SET TASK: Copy out all of the data below line for line, unchanged, and omit the picture.

ENTRIES:
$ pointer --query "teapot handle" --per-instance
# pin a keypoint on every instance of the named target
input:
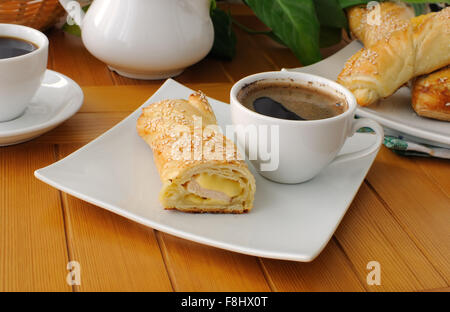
(73, 9)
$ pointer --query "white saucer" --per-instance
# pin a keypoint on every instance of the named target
(58, 99)
(116, 171)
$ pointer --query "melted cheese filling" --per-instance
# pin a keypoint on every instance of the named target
(217, 183)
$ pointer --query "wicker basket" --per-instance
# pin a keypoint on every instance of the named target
(39, 14)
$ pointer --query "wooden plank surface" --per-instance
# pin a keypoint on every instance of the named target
(399, 218)
(33, 253)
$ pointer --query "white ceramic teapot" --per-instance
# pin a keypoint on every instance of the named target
(145, 39)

THE ANSWER:
$ pointer --query "teapot handle" --per-instance
# pin a keypoint on every instance of the named target
input:
(73, 9)
$ pointer --query "white saucer" --per-instance
# pin a keypoint on every instance of the named target
(58, 99)
(116, 171)
$ pointer --query "melted cheese filling" --per-instance
# pin a keypoint on every instance of the named target
(217, 183)
$ pointer --query "wicker basket" --per-instance
# pin a keypoint on every instance of the named target
(39, 14)
$ pointer --query "wooden plank surface" --per-instance
# pin a keypoint on every instance of the named target
(399, 218)
(33, 253)
$ pointer --query "white ceramic teapot" --per-instance
# pin a keypoint on every instance of the named target
(145, 39)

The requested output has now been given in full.